▸ **What is expected**: Can you rewrite every row below with "coverage chart" swapped for "coverage map", keeping everything else the same and leaving the pictures out?

▸ **Record list**:
** START **

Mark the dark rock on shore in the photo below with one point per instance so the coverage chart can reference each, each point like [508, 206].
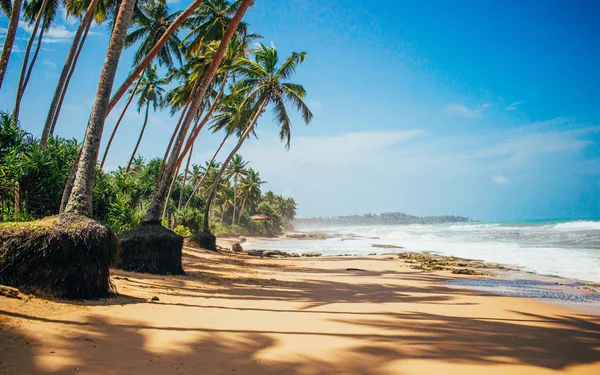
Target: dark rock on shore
[310, 236]
[271, 254]
[387, 246]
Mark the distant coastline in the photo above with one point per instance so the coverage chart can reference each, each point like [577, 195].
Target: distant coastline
[387, 218]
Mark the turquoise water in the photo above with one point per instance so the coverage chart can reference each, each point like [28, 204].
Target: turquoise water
[564, 248]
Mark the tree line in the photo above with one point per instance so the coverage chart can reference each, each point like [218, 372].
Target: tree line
[221, 79]
[387, 218]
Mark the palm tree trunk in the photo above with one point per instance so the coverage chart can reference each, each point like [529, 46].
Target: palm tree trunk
[69, 65]
[187, 167]
[64, 93]
[112, 135]
[204, 176]
[34, 59]
[169, 195]
[80, 201]
[234, 199]
[153, 52]
[197, 129]
[11, 33]
[69, 184]
[153, 213]
[175, 132]
[139, 138]
[242, 210]
[36, 26]
[213, 189]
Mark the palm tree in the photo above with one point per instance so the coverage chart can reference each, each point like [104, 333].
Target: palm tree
[151, 93]
[153, 21]
[80, 200]
[209, 23]
[12, 11]
[250, 190]
[96, 10]
[153, 52]
[237, 170]
[262, 84]
[35, 12]
[154, 210]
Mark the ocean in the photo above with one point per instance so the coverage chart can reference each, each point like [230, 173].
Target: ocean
[563, 248]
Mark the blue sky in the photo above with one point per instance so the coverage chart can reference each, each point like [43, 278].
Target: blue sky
[483, 109]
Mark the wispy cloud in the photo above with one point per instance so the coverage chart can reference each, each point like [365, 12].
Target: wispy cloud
[55, 34]
[315, 106]
[456, 109]
[500, 180]
[513, 106]
[49, 64]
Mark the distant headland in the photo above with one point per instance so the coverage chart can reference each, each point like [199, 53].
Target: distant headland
[387, 218]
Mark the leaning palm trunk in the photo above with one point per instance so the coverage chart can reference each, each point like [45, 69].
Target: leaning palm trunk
[139, 138]
[154, 209]
[69, 65]
[80, 201]
[213, 189]
[20, 88]
[72, 254]
[199, 184]
[187, 168]
[112, 135]
[64, 93]
[11, 33]
[153, 52]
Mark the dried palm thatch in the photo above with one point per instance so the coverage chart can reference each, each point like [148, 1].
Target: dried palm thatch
[65, 256]
[151, 248]
[205, 240]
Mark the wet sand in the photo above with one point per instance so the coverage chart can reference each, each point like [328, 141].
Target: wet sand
[236, 314]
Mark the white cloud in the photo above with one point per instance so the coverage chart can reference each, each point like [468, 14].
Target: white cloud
[513, 106]
[456, 109]
[55, 34]
[500, 180]
[315, 106]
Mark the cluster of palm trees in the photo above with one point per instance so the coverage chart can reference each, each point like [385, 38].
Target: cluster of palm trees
[218, 80]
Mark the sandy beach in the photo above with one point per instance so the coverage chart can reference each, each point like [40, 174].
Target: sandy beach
[237, 314]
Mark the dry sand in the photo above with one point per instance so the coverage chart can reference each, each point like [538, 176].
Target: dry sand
[234, 314]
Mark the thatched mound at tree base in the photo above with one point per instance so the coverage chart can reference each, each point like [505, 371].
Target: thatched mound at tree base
[151, 248]
[65, 256]
[205, 240]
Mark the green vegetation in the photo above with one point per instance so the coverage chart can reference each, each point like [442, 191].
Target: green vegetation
[388, 218]
[121, 197]
[219, 81]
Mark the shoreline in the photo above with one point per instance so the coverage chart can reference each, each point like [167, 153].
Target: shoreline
[351, 315]
[506, 280]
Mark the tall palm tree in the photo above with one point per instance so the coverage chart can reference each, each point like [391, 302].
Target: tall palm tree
[80, 200]
[154, 210]
[96, 10]
[35, 12]
[237, 170]
[209, 23]
[12, 11]
[150, 93]
[250, 190]
[262, 85]
[153, 52]
[152, 20]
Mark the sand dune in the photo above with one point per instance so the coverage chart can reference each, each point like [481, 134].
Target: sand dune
[234, 314]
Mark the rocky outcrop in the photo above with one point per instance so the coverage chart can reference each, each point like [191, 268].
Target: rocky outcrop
[271, 254]
[382, 246]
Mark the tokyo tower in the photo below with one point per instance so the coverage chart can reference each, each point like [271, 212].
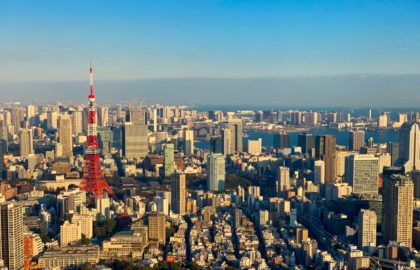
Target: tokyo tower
[93, 179]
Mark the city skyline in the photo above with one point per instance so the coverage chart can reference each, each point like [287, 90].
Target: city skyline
[193, 48]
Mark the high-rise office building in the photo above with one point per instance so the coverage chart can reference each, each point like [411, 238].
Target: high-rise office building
[226, 141]
[169, 162]
[397, 202]
[356, 139]
[415, 177]
[188, 136]
[157, 227]
[103, 116]
[306, 142]
[366, 229]
[18, 116]
[362, 173]
[409, 148]
[26, 142]
[86, 224]
[65, 135]
[138, 116]
[281, 140]
[254, 147]
[135, 141]
[216, 172]
[178, 194]
[325, 150]
[236, 134]
[283, 179]
[30, 115]
[70, 234]
[319, 172]
[77, 121]
[11, 223]
[52, 117]
[393, 149]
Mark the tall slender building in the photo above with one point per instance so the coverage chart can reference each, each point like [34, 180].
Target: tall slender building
[93, 178]
[188, 136]
[178, 194]
[157, 227]
[319, 172]
[325, 150]
[306, 142]
[65, 135]
[362, 173]
[26, 142]
[226, 141]
[103, 116]
[216, 172]
[11, 225]
[409, 149]
[77, 122]
[397, 208]
[367, 229]
[283, 179]
[236, 134]
[169, 162]
[356, 139]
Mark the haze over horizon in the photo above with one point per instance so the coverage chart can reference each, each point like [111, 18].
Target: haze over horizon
[303, 53]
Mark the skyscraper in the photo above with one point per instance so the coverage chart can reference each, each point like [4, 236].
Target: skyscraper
[226, 141]
[77, 122]
[398, 209]
[254, 147]
[306, 142]
[157, 227]
[283, 179]
[236, 134]
[216, 172]
[356, 139]
[11, 224]
[103, 116]
[52, 117]
[188, 136]
[409, 149]
[135, 140]
[178, 194]
[393, 149]
[281, 140]
[362, 173]
[26, 142]
[65, 135]
[169, 162]
[319, 172]
[367, 229]
[325, 150]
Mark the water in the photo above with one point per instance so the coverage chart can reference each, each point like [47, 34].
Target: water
[342, 137]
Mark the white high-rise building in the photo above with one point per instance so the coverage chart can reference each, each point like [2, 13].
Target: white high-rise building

** END **

▸ **Answer below**:
Mark the dark rock on shore in the photo below with one point per instance so the coverage map can reference each, each point like [508, 206].
Target: dark rock on shore
[310, 236]
[271, 254]
[387, 246]
Mark the distant coastline in the photo above with one point per instance so the coverage map can reference each, each point like [577, 195].
Target: distant coastline
[387, 218]
Mark the turquoise water in the photo above with one point per instance so the coverage map can reference each, each point like [28, 204].
Target: turquoise water
[564, 248]
Mark the tree line in the photo above with one point per instance so the coverage map can reference each, each point like [218, 372].
Target: tree line
[221, 79]
[387, 218]
Mark the palm tree trunk in the photo above with one point per instance so the coverage map can reference each, each point like [529, 46].
Target: palm tree trunk
[69, 65]
[187, 167]
[64, 93]
[112, 135]
[204, 176]
[34, 59]
[169, 195]
[80, 201]
[234, 199]
[153, 52]
[197, 129]
[11, 33]
[69, 184]
[153, 213]
[175, 132]
[139, 138]
[242, 210]
[36, 26]
[213, 189]
Mark the palm tree in the photo above with one point per instance so the coverage map can reference each, each point like [104, 333].
Target: palm tree
[151, 93]
[153, 21]
[80, 200]
[209, 23]
[12, 11]
[250, 190]
[96, 10]
[153, 52]
[237, 170]
[262, 84]
[35, 12]
[154, 210]
Mark the ocean in the photo above with one point per instance so the coverage map can reference each, each point like [230, 173].
Target: ocean
[563, 248]
Mark the blue sky in the photo above with one point per instance so the coverage map can reference each, each point like [43, 278].
Target: blue sky
[483, 109]
Mark the wispy cloud in the photo above with one point per instance so the coverage map can reference each, each point like [365, 12].
Target: wispy cloud
[55, 34]
[315, 106]
[456, 109]
[500, 180]
[513, 106]
[49, 64]
Mark the distant headland in the photo above with one point per instance so the coverage map can reference each, each point like [199, 53].
Target: distant headland
[387, 218]
Mark the leaning palm trunk in the photo above with one point per instance so the coverage map can reference each, each point like [45, 69].
Target: leaning palm trunk
[139, 138]
[154, 209]
[69, 65]
[80, 201]
[213, 189]
[20, 88]
[72, 254]
[199, 184]
[187, 168]
[112, 135]
[64, 93]
[11, 33]
[153, 52]
Mark the dried palm thatch in the photo above with one point per instance so the coverage map can reference each, each point like [148, 1].
Target: dried palm thatch
[65, 256]
[151, 248]
[205, 240]
Mark the wet sand in the photo above with one point per instance so the coverage map can reference each, each point like [328, 141].
Target: wet sand
[236, 314]
Mark the white cloud in the photo above with one point per instance so the coverage map can reference each, each point like [468, 14].
Target: white cloud
[513, 106]
[456, 109]
[55, 34]
[500, 180]
[315, 106]
Mark the cluster of palm trees in the photo above with one point per instance so the coverage map can reference each, each point like [385, 38].
Target: cluster of palm trees
[218, 80]
Mark the sandy beach in the photo above with one point per instance so the coverage map can reference each, each point like [40, 174].
Target: sandy beach
[237, 314]
Mark the dry sand in the photo above with one point per instance so the coverage map can reference each, each point like [538, 176].
Target: dry sand
[234, 314]
Mark the thatched mound at tree base in the photo above with one point per instance so the coverage map can reference each, each point like [505, 371].
Target: thatched mound at tree base
[151, 248]
[65, 256]
[205, 240]
Mark the green vegetation in the photo above with one point per instance so the coverage map can reference each, each point like [442, 191].
Target: green vegetation
[388, 218]
[121, 197]
[219, 81]
Mark the shoreline in the photo above with one point per instance so the coverage map can reference each, each point like [167, 153].
Target: shoreline
[351, 315]
[506, 280]
Mark the tall palm tree in the photo above with one point per instance so the coverage map can reference each, each point like [391, 302].
Target: tall palm tree
[80, 200]
[154, 210]
[96, 10]
[35, 12]
[237, 170]
[209, 23]
[12, 11]
[150, 93]
[250, 190]
[262, 85]
[153, 52]
[152, 20]
Mark the sand dune in the photo above with one point per instance so the coverage map can reference each, each point like [481, 134].
Target: sand dune
[234, 314]
Mark the rocky outcrop in the photo above with one point per instance so the coverage map can reference each, each point like [191, 268].
Target: rocky outcrop
[271, 254]
[382, 246]
Mark the tokyo tower in the photo below with one point per instance so the coverage map can reference each, each point like [271, 212].
Target: tokyo tower
[93, 179]
Mark the city skyline in the photo above with one point per instance so the coverage map can reference each, each point like [287, 90].
Target: city skyline
[193, 48]
Mark the high-rise office building in the photo above with one point per instance so the coverage map can reference each, each point like [411, 238].
Target: high-rise office building
[226, 141]
[169, 162]
[397, 202]
[356, 139]
[415, 177]
[188, 136]
[157, 227]
[103, 116]
[306, 142]
[366, 229]
[18, 116]
[362, 173]
[409, 148]
[26, 142]
[86, 224]
[65, 135]
[138, 116]
[281, 140]
[254, 147]
[135, 141]
[216, 172]
[178, 194]
[325, 150]
[236, 134]
[283, 179]
[30, 115]
[70, 234]
[319, 172]
[77, 121]
[11, 223]
[52, 117]
[393, 149]
Mark the tall slender building in the photo above with one point per instance so the coverage map can reference each, each point like [34, 180].
Target: tall slender building
[93, 178]
[188, 136]
[178, 194]
[157, 227]
[319, 172]
[325, 150]
[306, 142]
[65, 135]
[362, 173]
[26, 142]
[226, 141]
[103, 116]
[216, 172]
[11, 225]
[409, 149]
[77, 122]
[397, 208]
[367, 229]
[283, 179]
[236, 134]
[169, 162]
[356, 139]
Mark the haze over horizon in the photo above with one point per instance so the coverage map can reference each, each point like [111, 18].
Target: haze over horizon
[303, 53]
Mark the skyscraper in the photo above with one point per instance so the coverage map can reference each, each point like [4, 236].
Target: skyscraper
[226, 141]
[77, 122]
[398, 209]
[254, 147]
[306, 142]
[157, 227]
[283, 179]
[236, 134]
[216, 172]
[356, 139]
[11, 224]
[103, 116]
[52, 117]
[188, 136]
[409, 149]
[135, 140]
[178, 194]
[393, 149]
[281, 140]
[362, 173]
[26, 142]
[65, 135]
[169, 162]
[319, 172]
[367, 229]
[325, 150]
Mark the water in the photo above with one point per instance so the coverage map can reference each, each point like [47, 34].
Target: water
[342, 137]
Mark the white high-rise building in the photo above with one point per instance so the coverage map can reference each, each point like [2, 13].
Target: white high-rise building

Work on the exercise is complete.